■ DIRECTIONS FOR THIS TASK:
Return every line from the records below that has the word "catamaran".

*** SUPPLIED RECORDS Section Begins ***

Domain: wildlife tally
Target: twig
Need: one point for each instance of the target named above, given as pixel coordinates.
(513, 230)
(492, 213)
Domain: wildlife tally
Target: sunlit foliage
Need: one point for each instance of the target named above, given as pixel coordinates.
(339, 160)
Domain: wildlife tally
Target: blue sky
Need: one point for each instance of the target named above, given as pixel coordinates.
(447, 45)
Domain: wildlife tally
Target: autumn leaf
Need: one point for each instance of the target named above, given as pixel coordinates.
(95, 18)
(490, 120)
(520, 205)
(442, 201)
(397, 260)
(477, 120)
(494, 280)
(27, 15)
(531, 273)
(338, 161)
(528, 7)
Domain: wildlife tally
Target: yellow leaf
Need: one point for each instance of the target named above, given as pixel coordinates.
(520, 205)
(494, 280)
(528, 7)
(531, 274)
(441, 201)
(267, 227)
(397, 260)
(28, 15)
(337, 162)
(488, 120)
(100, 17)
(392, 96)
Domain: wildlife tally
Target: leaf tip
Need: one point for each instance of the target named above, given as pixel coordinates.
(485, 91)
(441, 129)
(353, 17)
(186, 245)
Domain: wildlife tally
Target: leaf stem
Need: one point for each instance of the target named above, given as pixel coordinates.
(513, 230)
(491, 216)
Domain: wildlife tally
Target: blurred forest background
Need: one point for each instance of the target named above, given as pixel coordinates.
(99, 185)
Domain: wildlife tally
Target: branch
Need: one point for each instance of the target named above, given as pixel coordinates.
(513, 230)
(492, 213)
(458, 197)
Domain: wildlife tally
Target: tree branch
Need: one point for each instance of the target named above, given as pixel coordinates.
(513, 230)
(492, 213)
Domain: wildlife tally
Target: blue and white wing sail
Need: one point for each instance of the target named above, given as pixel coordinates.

*** SUPPLIED RECORDS Section Ends ***
*** SUPPLIED RECORDS Section Begins ***

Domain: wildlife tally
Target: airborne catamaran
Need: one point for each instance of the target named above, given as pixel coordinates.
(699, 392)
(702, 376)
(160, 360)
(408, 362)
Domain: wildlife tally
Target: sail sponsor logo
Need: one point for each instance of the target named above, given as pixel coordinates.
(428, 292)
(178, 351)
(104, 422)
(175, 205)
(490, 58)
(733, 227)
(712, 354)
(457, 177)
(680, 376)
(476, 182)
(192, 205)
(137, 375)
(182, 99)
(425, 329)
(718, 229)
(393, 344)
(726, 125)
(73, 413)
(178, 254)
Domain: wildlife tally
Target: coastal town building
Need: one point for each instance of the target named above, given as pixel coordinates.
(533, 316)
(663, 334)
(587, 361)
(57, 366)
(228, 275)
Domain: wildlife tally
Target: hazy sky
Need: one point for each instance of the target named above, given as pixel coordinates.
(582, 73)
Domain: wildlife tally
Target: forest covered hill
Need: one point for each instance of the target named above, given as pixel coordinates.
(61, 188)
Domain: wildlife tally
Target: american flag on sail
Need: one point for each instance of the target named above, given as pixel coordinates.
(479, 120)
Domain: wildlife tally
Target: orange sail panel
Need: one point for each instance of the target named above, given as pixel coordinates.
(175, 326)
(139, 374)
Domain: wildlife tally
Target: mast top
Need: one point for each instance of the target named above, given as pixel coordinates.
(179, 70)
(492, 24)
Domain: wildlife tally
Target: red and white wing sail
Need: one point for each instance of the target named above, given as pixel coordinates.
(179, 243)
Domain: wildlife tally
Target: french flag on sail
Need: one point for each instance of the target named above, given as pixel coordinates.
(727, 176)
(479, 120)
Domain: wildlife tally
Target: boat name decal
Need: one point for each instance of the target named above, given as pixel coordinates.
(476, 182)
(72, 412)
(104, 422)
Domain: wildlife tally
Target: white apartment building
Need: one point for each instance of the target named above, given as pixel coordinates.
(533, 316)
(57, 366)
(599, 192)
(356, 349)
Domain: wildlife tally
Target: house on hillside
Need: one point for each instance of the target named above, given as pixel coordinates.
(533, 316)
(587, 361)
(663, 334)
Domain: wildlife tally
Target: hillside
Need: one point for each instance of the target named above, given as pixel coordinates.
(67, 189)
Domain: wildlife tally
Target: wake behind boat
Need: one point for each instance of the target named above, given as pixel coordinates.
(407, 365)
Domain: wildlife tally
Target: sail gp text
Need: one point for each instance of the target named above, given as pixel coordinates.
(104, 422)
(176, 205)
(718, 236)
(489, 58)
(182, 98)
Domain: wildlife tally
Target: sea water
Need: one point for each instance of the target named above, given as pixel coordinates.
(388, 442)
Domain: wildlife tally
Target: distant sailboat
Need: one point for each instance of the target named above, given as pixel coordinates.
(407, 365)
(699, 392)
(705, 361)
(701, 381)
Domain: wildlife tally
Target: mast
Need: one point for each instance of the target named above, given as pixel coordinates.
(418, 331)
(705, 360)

*** SUPPLIED RECORDS Section Ends ***
*** SUPPLIED RECORDS Section Begins ***

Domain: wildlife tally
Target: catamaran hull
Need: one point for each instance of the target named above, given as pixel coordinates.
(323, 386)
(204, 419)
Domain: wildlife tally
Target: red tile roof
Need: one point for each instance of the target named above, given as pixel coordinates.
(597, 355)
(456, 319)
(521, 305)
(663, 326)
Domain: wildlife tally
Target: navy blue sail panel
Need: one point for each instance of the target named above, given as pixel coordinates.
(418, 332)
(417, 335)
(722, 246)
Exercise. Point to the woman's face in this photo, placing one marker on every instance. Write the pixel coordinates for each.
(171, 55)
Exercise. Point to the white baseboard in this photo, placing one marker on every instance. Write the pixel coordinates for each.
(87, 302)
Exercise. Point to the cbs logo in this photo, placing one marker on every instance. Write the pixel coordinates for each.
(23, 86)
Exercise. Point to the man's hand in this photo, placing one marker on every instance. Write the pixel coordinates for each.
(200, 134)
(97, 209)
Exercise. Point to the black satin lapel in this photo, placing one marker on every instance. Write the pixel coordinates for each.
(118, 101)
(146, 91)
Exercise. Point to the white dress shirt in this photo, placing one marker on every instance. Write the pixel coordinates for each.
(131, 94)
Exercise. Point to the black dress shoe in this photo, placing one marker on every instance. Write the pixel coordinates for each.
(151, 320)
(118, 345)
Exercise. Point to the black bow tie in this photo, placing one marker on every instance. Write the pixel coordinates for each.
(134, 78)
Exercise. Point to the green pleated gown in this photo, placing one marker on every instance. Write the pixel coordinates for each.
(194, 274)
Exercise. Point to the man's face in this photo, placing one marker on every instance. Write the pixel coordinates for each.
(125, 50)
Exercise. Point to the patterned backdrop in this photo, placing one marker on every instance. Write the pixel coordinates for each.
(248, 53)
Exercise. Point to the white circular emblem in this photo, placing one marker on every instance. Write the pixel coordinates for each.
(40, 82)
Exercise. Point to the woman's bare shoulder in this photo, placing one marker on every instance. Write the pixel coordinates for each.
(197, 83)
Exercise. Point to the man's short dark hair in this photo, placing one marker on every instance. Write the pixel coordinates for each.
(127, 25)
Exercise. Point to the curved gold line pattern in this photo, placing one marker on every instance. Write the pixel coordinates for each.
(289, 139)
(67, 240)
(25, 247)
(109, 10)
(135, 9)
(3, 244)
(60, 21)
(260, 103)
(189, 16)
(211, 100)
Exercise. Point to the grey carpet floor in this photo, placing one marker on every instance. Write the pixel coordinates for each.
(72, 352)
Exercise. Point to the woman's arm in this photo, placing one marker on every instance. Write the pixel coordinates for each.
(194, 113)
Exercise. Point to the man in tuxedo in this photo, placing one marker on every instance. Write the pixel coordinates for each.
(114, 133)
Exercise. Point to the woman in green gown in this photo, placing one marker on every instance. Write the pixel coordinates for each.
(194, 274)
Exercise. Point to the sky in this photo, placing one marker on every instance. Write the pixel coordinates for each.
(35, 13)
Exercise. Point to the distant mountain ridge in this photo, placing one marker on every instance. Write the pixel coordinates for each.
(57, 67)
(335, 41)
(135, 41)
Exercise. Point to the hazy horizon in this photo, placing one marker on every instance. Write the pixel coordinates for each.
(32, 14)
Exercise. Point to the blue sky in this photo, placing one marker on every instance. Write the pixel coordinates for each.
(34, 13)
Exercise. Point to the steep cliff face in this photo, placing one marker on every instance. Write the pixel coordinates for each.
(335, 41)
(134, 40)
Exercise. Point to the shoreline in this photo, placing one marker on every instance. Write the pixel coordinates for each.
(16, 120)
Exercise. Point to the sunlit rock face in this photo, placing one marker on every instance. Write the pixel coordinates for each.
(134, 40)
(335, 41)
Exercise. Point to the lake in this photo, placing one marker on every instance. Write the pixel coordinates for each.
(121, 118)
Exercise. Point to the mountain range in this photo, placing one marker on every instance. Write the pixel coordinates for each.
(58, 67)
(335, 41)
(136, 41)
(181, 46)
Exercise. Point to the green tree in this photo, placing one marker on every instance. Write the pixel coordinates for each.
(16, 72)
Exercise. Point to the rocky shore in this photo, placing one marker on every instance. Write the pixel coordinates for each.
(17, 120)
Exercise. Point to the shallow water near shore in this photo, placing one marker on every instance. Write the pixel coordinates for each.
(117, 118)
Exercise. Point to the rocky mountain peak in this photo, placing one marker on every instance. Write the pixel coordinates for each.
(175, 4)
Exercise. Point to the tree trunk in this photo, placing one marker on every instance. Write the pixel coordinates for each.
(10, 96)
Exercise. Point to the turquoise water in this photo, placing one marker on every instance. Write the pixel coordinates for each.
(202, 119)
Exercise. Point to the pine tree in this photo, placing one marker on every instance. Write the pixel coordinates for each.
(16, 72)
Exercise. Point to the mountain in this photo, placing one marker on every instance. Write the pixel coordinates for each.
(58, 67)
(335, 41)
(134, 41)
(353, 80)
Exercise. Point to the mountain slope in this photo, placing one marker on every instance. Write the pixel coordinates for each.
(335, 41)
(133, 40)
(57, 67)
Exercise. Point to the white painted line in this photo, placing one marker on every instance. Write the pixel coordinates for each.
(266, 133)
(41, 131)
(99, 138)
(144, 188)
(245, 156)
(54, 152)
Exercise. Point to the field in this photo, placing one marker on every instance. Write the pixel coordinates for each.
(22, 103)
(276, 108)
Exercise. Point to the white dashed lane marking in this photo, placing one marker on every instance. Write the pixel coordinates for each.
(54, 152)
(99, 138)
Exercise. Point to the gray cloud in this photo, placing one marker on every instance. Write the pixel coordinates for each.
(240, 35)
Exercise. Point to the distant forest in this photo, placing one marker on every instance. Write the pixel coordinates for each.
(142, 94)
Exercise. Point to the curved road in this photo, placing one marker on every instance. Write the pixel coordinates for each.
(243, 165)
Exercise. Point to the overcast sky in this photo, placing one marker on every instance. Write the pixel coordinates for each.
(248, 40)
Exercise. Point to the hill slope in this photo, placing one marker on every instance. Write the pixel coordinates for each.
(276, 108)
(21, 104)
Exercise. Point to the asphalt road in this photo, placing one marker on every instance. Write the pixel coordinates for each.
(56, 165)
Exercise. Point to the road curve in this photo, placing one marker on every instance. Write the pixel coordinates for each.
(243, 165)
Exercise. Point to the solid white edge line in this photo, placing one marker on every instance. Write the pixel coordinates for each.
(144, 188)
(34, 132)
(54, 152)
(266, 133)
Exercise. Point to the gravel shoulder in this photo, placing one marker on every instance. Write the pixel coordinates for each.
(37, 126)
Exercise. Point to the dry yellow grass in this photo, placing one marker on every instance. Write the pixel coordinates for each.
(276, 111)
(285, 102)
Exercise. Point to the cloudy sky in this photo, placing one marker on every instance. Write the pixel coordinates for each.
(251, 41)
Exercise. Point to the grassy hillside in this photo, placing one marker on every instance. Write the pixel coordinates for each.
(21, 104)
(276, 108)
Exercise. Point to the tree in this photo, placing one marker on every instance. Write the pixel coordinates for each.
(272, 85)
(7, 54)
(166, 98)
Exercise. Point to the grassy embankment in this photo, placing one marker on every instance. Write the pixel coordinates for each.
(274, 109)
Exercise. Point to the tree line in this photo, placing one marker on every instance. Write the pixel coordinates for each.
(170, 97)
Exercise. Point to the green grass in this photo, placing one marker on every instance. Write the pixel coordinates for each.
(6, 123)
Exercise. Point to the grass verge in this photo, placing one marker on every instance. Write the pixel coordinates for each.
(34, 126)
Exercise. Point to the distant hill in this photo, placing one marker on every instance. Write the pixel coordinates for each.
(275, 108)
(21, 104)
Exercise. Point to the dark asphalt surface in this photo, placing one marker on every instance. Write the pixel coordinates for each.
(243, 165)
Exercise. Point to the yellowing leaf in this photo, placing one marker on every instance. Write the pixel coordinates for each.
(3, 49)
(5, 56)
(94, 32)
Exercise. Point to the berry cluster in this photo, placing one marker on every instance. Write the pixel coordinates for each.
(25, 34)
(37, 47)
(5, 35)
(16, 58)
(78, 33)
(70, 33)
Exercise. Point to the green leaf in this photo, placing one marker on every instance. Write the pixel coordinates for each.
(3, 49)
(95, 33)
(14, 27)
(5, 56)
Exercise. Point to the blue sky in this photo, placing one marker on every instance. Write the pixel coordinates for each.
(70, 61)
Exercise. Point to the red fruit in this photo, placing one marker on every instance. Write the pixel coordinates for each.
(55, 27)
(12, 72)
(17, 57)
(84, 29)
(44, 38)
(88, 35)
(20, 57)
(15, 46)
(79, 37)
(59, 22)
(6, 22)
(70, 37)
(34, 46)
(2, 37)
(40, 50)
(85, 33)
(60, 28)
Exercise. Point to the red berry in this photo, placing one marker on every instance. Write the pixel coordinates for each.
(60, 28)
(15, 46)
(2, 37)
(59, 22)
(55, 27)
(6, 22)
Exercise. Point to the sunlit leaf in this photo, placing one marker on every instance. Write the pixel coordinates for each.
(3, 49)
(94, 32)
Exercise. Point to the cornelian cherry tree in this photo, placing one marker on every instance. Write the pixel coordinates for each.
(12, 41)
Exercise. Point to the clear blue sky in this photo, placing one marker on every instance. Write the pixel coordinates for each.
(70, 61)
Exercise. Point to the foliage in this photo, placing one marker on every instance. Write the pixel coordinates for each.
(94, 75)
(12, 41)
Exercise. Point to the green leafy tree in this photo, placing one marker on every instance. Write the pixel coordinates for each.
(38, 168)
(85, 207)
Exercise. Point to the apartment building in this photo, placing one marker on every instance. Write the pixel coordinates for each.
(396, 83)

*** SUPPLIED RECORDS Section Ends ***

■ ANSWER SPACE:
Target: airborne catamaran
Target: catamaran hull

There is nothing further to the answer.